About this task: Each entry is to be repeated word for word, and the images are to be dropped.
####
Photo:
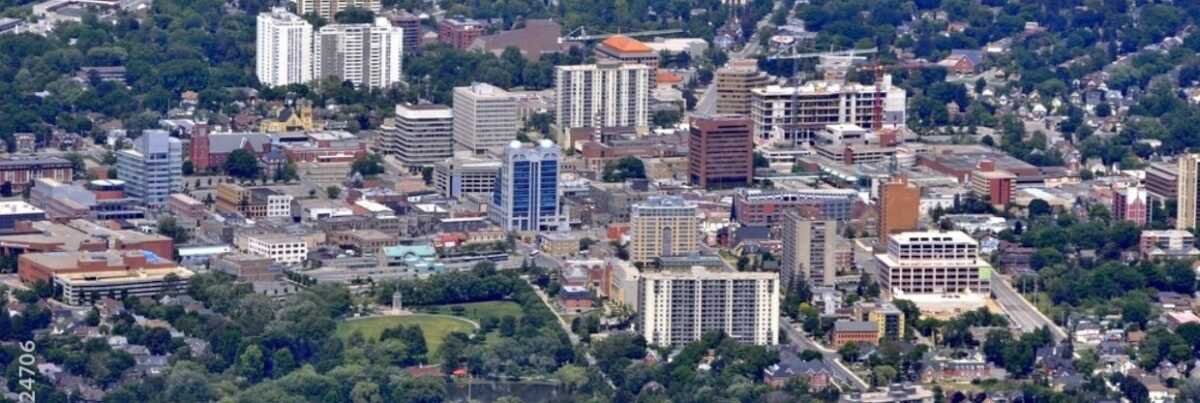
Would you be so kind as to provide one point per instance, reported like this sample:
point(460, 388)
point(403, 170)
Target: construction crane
point(581, 34)
point(792, 53)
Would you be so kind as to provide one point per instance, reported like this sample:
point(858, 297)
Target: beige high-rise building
point(328, 8)
point(810, 250)
point(485, 118)
point(663, 227)
point(1186, 198)
point(899, 206)
point(607, 94)
point(733, 85)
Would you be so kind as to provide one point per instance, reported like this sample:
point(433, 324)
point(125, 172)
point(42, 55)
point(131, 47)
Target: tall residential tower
point(609, 94)
point(283, 49)
point(1188, 186)
point(365, 54)
point(678, 306)
point(664, 227)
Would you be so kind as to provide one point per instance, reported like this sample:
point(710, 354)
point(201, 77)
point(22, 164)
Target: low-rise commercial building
point(757, 208)
point(252, 202)
point(85, 277)
point(1168, 244)
point(465, 175)
point(855, 331)
point(942, 263)
point(282, 248)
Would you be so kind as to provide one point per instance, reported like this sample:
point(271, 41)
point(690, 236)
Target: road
point(1023, 313)
point(567, 328)
point(804, 343)
point(707, 102)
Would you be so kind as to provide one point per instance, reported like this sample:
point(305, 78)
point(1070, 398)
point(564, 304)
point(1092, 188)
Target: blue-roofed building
point(415, 259)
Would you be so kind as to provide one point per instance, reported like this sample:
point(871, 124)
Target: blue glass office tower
point(526, 197)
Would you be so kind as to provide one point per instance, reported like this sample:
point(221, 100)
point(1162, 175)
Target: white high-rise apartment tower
point(609, 94)
point(678, 306)
point(365, 54)
point(329, 8)
point(1188, 192)
point(283, 48)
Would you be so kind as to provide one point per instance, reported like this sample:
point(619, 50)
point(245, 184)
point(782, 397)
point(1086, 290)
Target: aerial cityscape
point(600, 200)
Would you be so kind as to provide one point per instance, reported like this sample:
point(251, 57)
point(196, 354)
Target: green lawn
point(478, 311)
point(435, 328)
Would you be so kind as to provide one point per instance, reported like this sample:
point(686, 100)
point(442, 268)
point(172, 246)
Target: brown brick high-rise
point(899, 206)
point(720, 151)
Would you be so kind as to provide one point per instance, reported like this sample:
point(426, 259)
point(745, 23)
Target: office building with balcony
point(821, 103)
point(759, 208)
point(601, 95)
point(329, 8)
point(419, 134)
point(810, 251)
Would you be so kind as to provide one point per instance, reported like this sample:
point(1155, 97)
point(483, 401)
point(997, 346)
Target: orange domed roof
point(624, 43)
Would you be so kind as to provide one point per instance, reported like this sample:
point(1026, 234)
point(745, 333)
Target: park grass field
point(436, 328)
point(478, 311)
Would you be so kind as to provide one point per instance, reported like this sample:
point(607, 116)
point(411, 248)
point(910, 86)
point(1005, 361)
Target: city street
point(1021, 313)
point(798, 338)
point(707, 102)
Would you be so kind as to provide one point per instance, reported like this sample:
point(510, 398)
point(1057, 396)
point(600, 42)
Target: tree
point(883, 376)
point(849, 352)
point(586, 242)
point(1039, 208)
point(282, 362)
point(169, 227)
point(369, 166)
point(251, 364)
point(241, 164)
point(624, 168)
point(760, 161)
point(573, 377)
point(366, 392)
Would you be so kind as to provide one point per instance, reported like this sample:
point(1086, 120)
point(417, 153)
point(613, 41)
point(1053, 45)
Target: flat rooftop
point(18, 206)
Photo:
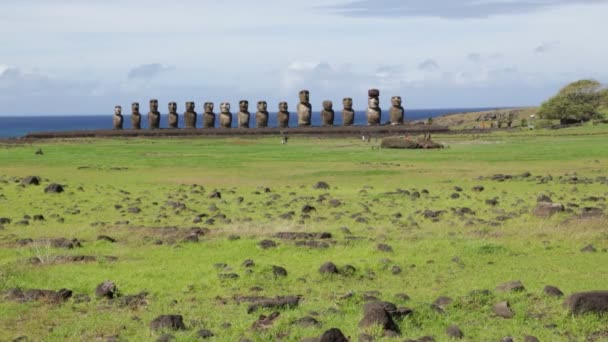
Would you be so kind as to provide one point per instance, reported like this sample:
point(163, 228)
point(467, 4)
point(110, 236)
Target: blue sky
point(84, 57)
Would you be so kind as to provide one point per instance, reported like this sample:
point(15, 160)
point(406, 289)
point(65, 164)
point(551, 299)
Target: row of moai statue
point(304, 109)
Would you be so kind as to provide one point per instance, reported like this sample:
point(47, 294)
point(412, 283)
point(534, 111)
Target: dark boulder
point(31, 180)
point(333, 335)
point(321, 186)
point(107, 289)
point(454, 331)
point(54, 188)
point(172, 322)
point(552, 291)
point(583, 302)
point(328, 268)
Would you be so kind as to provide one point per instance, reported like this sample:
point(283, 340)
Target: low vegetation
point(249, 239)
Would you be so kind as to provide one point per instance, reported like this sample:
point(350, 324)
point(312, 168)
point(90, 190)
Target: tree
point(578, 101)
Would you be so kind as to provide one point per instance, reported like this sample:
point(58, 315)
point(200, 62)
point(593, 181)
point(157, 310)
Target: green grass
point(181, 277)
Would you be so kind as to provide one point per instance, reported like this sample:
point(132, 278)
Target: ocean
point(14, 126)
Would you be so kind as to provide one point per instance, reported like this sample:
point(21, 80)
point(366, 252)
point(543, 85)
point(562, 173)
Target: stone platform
point(376, 131)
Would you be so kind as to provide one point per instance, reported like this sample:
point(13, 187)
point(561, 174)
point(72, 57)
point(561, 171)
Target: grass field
point(260, 180)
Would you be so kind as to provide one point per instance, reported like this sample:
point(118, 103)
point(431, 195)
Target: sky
point(69, 57)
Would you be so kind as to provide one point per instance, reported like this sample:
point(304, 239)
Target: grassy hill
point(404, 226)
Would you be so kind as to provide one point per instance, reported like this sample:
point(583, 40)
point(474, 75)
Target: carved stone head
point(243, 105)
point(304, 96)
point(154, 105)
point(208, 107)
point(347, 102)
point(172, 107)
point(262, 106)
point(396, 101)
point(225, 107)
point(373, 103)
point(189, 107)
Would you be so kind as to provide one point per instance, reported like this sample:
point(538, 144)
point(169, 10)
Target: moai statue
point(328, 113)
point(348, 114)
point(190, 116)
point(397, 113)
point(261, 117)
point(209, 116)
point(154, 115)
point(135, 116)
point(243, 115)
point(304, 109)
point(283, 115)
point(118, 119)
point(225, 115)
point(374, 113)
point(173, 117)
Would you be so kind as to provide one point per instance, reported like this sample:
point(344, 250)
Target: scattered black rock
point(266, 244)
point(106, 238)
point(333, 335)
point(307, 322)
point(588, 249)
point(544, 199)
point(512, 286)
point(547, 209)
point(321, 185)
point(454, 331)
point(308, 208)
point(553, 291)
point(302, 236)
point(54, 188)
point(274, 303)
point(583, 302)
point(107, 290)
point(165, 338)
point(54, 297)
point(31, 180)
point(279, 271)
point(265, 322)
point(204, 334)
point(215, 194)
point(65, 243)
point(172, 322)
point(503, 310)
point(376, 313)
point(328, 268)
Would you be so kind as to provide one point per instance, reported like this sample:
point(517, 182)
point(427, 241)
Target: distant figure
point(153, 115)
point(135, 116)
point(283, 115)
point(173, 117)
point(261, 117)
point(225, 115)
point(118, 119)
point(348, 114)
point(243, 114)
point(190, 116)
point(209, 116)
point(304, 109)
point(327, 114)
point(397, 113)
point(374, 113)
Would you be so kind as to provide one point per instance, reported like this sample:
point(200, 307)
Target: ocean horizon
point(18, 126)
####
Response below:
Photo:
Would you be so kind as to provide one point per instance, reported like this sample:
point(460, 388)
point(403, 170)
Target: construction crane
point(581, 34)
point(792, 53)
Would you be so kind as to provide one point per instance, reported like this sample:
point(858, 297)
Target: beige high-rise building
point(328, 8)
point(810, 250)
point(485, 118)
point(663, 227)
point(1186, 198)
point(899, 206)
point(607, 94)
point(733, 85)
Would you be so kind as to provide one point per instance, reported like this sample:
point(433, 324)
point(125, 172)
point(42, 55)
point(131, 47)
Target: tall residential tower
point(609, 94)
point(283, 49)
point(1188, 186)
point(365, 54)
point(678, 306)
point(664, 227)
Would you be so kind as to provide one point per instance, reported like this sample:
point(710, 354)
point(201, 77)
point(22, 164)
Target: low-rise commercial building
point(757, 208)
point(252, 202)
point(85, 277)
point(1168, 244)
point(465, 175)
point(855, 331)
point(942, 263)
point(282, 248)
Would you be so kind as to provide one point per instance, reported like this sample:
point(271, 41)
point(690, 236)
Target: road
point(1023, 313)
point(567, 328)
point(804, 343)
point(707, 102)
Would you be so kind as to provide one point per instance, reported like this sample:
point(305, 78)
point(1070, 398)
point(564, 304)
point(1092, 188)
Target: blue-roofed building
point(415, 259)
Would you be so kind as to provide one point per instance, reported like this sample:
point(871, 124)
Target: blue glass office tower
point(526, 197)
Would you be so kind as to provide one point per instance, reported like this sample:
point(221, 100)
point(1162, 175)
Target: white high-rise apartment tower
point(609, 94)
point(678, 306)
point(365, 54)
point(329, 8)
point(1188, 192)
point(283, 48)
Would you be so kind as to provide one point per instance, reported like this sample:
point(619, 50)
point(245, 184)
point(782, 397)
point(1086, 290)
Target: aerial cityscape
point(600, 200)
Would you be so kind as to provide one point per instance, reported like this sample:
point(251, 57)
point(196, 354)
Target: green lawn
point(478, 311)
point(435, 328)
Would you be so kind as to provide one point per instance, reported like this sample:
point(686, 100)
point(442, 268)
point(172, 246)
Target: brown brick high-rise
point(899, 206)
point(720, 151)
Would you be so kind as to provide one point per instance, reported like this sample:
point(426, 259)
point(745, 23)
Target: office building with balcony
point(821, 103)
point(759, 208)
point(601, 95)
point(329, 8)
point(419, 134)
point(810, 251)
Would you be so kind as to provide one point per instance, reported like this sample:
point(1155, 97)
point(483, 401)
point(997, 346)
Target: orange domed roof
point(624, 43)
Would you be so kind as to provide one point per instance, reported like this sample:
point(1026, 234)
point(745, 333)
Target: park grass field
point(436, 328)
point(478, 311)
Would you be so kind as to provide one point per instance, reported like this sample:
point(607, 116)
point(411, 248)
point(910, 86)
point(1005, 361)
Target: city street
point(1021, 313)
point(798, 338)
point(707, 102)
Would you be so kind as to provide one point per instance, reported like this sample:
point(510, 398)
point(1057, 396)
point(600, 42)
Target: tree
point(883, 376)
point(849, 352)
point(586, 242)
point(1039, 208)
point(282, 362)
point(169, 227)
point(369, 166)
point(251, 364)
point(241, 164)
point(624, 168)
point(760, 161)
point(573, 377)
point(366, 392)
Would you be so kind as to provide one point per instance, reported like this sample:
point(1086, 120)
point(417, 153)
point(613, 41)
point(1053, 45)
Target: flat rooftop
point(18, 206)
Photo:
Would you be so kind as to provide one point per instance, reported like this sample:
point(163, 228)
point(467, 4)
point(110, 236)
Target: blue sky
point(84, 57)
Would you be so kind as to provide one point per instance, reported like this sample:
point(15, 160)
point(406, 289)
point(65, 164)
point(551, 299)
Target: row of moai statue
point(304, 109)
Would you be so kind as to provide one point per instance, reported like this sample:
point(47, 294)
point(412, 283)
point(534, 111)
Target: dark boulder
point(31, 180)
point(333, 335)
point(321, 186)
point(107, 289)
point(454, 331)
point(54, 188)
point(172, 322)
point(552, 291)
point(583, 302)
point(328, 268)
Would you be so kind as to provide one point per instance, reported like this sample:
point(283, 340)
Target: low vegetation
point(249, 239)
Would you be so kind as to provide one point per instance, reported like this sample:
point(350, 324)
point(312, 168)
point(90, 190)
Target: tree
point(578, 101)
Would you be so kind as to provide one point per instance, reported like this sample:
point(58, 315)
point(200, 62)
point(593, 181)
point(157, 310)
Target: green grass
point(181, 277)
Would you be so kind as to provide one point per instance, reported like this sample:
point(132, 278)
Target: ocean
point(14, 126)
Would you be so kind as to provide one point per instance, reported like this sample:
point(21, 80)
point(366, 252)
point(543, 85)
point(562, 173)
Target: stone platform
point(376, 131)
Would you be so kind as to provide one point per instance, reported like this sample:
point(13, 187)
point(561, 174)
point(72, 57)
point(561, 171)
Target: grass field
point(260, 180)
Would you be so kind as to provide one point per instance, reported like this sample:
point(118, 103)
point(431, 195)
Target: sky
point(69, 57)
Would you be so kind as to provide one point per instance, reported like this sample:
point(304, 239)
Target: grassy hill
point(404, 226)
Would you be so kind as to provide one point per instance, reported like this sample:
point(583, 40)
point(474, 75)
Target: carved stone head
point(243, 105)
point(304, 96)
point(154, 105)
point(208, 107)
point(347, 102)
point(172, 107)
point(262, 106)
point(396, 101)
point(225, 107)
point(373, 103)
point(189, 107)
Would you be so kind as to provide one point per instance, reported like this sample:
point(538, 144)
point(169, 10)
Target: moai statue
point(328, 113)
point(348, 114)
point(190, 116)
point(397, 113)
point(261, 117)
point(209, 116)
point(154, 115)
point(135, 116)
point(243, 115)
point(304, 109)
point(283, 115)
point(118, 119)
point(225, 115)
point(374, 113)
point(173, 117)
Would you be so kind as to provide one point per instance, reported like this sample:
point(344, 250)
Target: scattered black rock
point(266, 244)
point(106, 238)
point(333, 335)
point(307, 322)
point(588, 249)
point(544, 199)
point(512, 286)
point(547, 209)
point(321, 185)
point(454, 331)
point(308, 208)
point(553, 291)
point(302, 236)
point(54, 188)
point(274, 303)
point(583, 302)
point(107, 290)
point(165, 338)
point(54, 297)
point(31, 180)
point(279, 271)
point(265, 322)
point(204, 334)
point(215, 194)
point(65, 243)
point(172, 322)
point(503, 310)
point(376, 313)
point(328, 268)
Would you be so kind as to provide one point per instance, reported like this sample:
point(517, 182)
point(427, 241)
Target: distant figure
point(153, 115)
point(135, 116)
point(283, 115)
point(173, 117)
point(261, 117)
point(225, 115)
point(118, 119)
point(348, 114)
point(243, 114)
point(190, 116)
point(209, 116)
point(304, 109)
point(327, 114)
point(397, 113)
point(374, 113)
Would you be so kind as to provide one point per instance, reported like this sample:
point(200, 307)
Target: ocean horizon
point(18, 126)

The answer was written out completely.